**Instruction:** Reproduce each of the following records verbatim, with no alterations of any kind.

**Data shown:**
%%

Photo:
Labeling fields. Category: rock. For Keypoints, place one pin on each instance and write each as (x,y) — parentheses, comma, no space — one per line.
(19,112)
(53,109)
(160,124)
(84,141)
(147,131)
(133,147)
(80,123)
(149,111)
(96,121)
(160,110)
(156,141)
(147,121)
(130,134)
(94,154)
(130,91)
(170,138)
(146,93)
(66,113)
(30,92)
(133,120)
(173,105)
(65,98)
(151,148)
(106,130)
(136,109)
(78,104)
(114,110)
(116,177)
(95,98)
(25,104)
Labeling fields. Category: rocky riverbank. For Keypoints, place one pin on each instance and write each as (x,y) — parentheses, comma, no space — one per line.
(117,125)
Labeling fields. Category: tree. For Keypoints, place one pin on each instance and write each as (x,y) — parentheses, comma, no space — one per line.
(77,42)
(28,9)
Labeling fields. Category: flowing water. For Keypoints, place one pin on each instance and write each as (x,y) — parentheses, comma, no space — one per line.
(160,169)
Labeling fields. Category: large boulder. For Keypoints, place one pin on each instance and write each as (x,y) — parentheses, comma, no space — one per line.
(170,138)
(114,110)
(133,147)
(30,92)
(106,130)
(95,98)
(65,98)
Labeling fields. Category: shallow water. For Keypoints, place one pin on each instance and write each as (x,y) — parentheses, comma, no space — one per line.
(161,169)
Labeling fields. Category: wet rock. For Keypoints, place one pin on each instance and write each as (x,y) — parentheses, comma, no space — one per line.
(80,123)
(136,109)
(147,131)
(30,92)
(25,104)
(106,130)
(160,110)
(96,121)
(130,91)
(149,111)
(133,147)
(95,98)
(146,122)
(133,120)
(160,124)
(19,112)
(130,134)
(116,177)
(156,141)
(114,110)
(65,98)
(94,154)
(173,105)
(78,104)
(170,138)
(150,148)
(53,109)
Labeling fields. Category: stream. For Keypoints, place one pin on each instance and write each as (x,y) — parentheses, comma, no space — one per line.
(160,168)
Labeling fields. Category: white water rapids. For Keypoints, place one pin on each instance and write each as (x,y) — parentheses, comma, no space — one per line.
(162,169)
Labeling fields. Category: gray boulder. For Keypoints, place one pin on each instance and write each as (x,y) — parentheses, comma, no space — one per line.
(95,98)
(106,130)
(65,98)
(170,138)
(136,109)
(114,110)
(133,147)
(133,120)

%%

**Result of this task:**
Photo:
Labeling fields. Category: rock. For Keypoints, place one pin on each instance and write each as (x,y) — parentheses, comma, no space — one per line.
(19,112)
(53,109)
(160,124)
(84,141)
(147,131)
(133,147)
(80,123)
(149,111)
(96,121)
(160,110)
(156,141)
(147,121)
(130,134)
(94,154)
(130,91)
(170,138)
(146,93)
(66,113)
(30,92)
(133,120)
(173,105)
(65,98)
(151,148)
(106,130)
(136,109)
(78,104)
(114,110)
(116,177)
(95,98)
(25,104)
Labeling fields. Category: rocky riverbank. For Keypoints, place one pin on each instance and write each as (x,y) — parentheses, comma, no space — one per line.
(117,125)
Labeling fields. Category: tree. For Keypoints, place one pin on each instance and write each as (x,y) — parentheses, comma, no space — one per line.
(77,42)
(28,9)
Labeling fields. Category: flowing water. For Keypoints, place one pin on each instance and write each as (x,y) — parentheses, comma, no space — one per line.
(160,169)
Labeling fields. Category: large boulder. For Keypoints, place one pin on each instance and write each as (x,y) — parentheses, comma, no space — one per line.
(170,138)
(114,110)
(133,147)
(30,92)
(106,130)
(95,98)
(65,98)
Labeling fields. Category: shallow water. For Keypoints, place one pin on each instance and write each as (x,y) — parentheses, comma, no space — one per line.
(161,169)
Labeling fields. Category: wet rock. For Keypoints, place one pin on each instance and write each as (x,y) — parentheses, comma, no space — one per line.
(80,123)
(136,109)
(147,131)
(30,92)
(25,104)
(106,130)
(160,110)
(96,121)
(130,91)
(149,111)
(133,147)
(95,98)
(146,122)
(133,120)
(160,124)
(19,112)
(130,134)
(116,177)
(156,141)
(114,110)
(65,98)
(94,154)
(173,105)
(78,104)
(170,138)
(150,148)
(53,109)
Labeling fields. Category: stream. For Keypoints, place one pin on each instance and write each as (x,y) — parentheses, comma, no space — one per line.
(160,168)
Labeling fields. Category: white water rapids. For Keypoints, place one pin on each instance and write each as (x,y) — parentheses, comma, no space — one per line.
(162,169)
Labeling fields. Category: gray boulder. For Keypoints, place one pin on each instance and write each as (x,y) — parentheses, comma, no space — one per line.
(95,98)
(106,130)
(65,98)
(170,138)
(136,109)
(114,110)
(133,147)
(133,120)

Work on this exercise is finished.